# What is expected:
Extend the review of the novel about Marta and Pavel in occupied Prague, writing on from the page citation "(p. 214)" that closes the quoted passage.
-- start Selected excerpt --
However, Pick does an excellent job with her characterization of her main characters, particularly her primary narrator Marta, and the best moments are sometimes the quietest ones.  Most of the novel takes place in the home, and the domestic scenes are the best: Marta alone in the Prague apartment, venting her frustrations by vigourously scrubbing the floor; Pavel coming home and breaking the news of Beneš’ resignation; Marta and Anneliese negotiating how to tell Pepik of his upcoming journey to Scotland.  More than anything, I was struck by the scene presented by Pavel and Anneliese’s return from a night out and their recounting of the swell of patriotism expressed by their countrymen and women in a city already captured.  A scene that, like Marta, I can well imagine and be touched by, even without having witnessed it:

Only once that month did she and Pavel go out together, to the National Theatre.  They returned to the flat after curfew, cheeks flushed pink with the cold.  The Prague Symphony’s rendition of Bedřich Smetana’s patriotic suite, “Má Vlast”, had been followed by a standing ovation, Pavel said, that lasted a full quarter of an hour.  His eyes shone as he told Marta about the tears in the audience, the cheers and whistles from the otherwise refined European elite.  The applause stopped only when the conductor actually kissed the score and held it above his head, like an Olympic athlete with a medal. (p. 214)
-- end Selected excerpt --
-- start Records supplied --
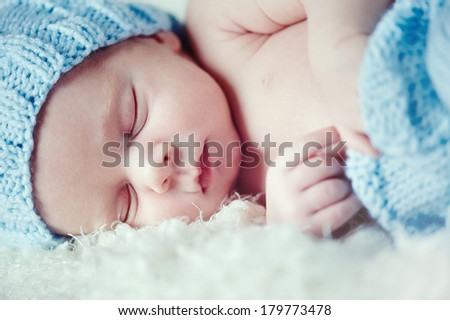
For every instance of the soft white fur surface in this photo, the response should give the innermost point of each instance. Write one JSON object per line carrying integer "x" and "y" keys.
{"x": 232, "y": 256}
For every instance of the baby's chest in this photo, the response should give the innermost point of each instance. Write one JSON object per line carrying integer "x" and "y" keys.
{"x": 275, "y": 92}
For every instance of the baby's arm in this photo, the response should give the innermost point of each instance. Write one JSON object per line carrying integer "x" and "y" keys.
{"x": 315, "y": 193}
{"x": 338, "y": 31}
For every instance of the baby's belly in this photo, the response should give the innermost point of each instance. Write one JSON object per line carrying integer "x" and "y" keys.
{"x": 277, "y": 98}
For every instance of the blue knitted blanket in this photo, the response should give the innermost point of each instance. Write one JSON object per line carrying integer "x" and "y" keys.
{"x": 405, "y": 97}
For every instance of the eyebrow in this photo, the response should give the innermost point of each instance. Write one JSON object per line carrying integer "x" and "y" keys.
{"x": 113, "y": 93}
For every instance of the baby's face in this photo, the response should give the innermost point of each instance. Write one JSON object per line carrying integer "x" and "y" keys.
{"x": 145, "y": 89}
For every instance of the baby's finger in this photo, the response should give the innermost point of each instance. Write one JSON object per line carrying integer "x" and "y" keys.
{"x": 325, "y": 194}
{"x": 334, "y": 216}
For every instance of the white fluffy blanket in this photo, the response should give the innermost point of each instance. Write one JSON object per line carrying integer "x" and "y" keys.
{"x": 232, "y": 256}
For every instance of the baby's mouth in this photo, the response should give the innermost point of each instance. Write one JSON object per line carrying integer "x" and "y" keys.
{"x": 205, "y": 178}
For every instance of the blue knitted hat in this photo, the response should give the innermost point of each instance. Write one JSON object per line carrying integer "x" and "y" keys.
{"x": 405, "y": 98}
{"x": 39, "y": 41}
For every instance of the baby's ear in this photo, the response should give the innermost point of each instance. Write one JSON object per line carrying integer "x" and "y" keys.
{"x": 169, "y": 39}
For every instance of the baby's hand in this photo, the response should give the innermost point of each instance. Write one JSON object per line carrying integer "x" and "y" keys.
{"x": 315, "y": 193}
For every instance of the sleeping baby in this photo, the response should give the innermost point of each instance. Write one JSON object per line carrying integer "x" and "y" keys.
{"x": 105, "y": 118}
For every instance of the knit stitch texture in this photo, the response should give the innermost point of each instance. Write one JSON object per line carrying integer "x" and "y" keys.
-- end Records supplied --
# Task result:
Pick is very good with the tiny details: the untranslated bits of conversation in Czech, the mentions of delicious national dishes and timeless traditions, and the throw-away remarks about the ease of obtaining an entrance visa for Britain after the Munich Agreement, “an apology for the betrayal” (p. 157).  But her attempts at foreshadowing felt clumsy and forced and there was little grace to the flow of the story as a whole.  I cared about the characters, particularly Marta, but that did not prevent me from occasionally becoming frustrated with Pick’s writing style (there is a particularly irritating simile about Marta and Anneliese being like runners in a three-legged race that I wish I could forget).  But the story is interesting and, on the whole, the book’s positive features outweigh its flaws.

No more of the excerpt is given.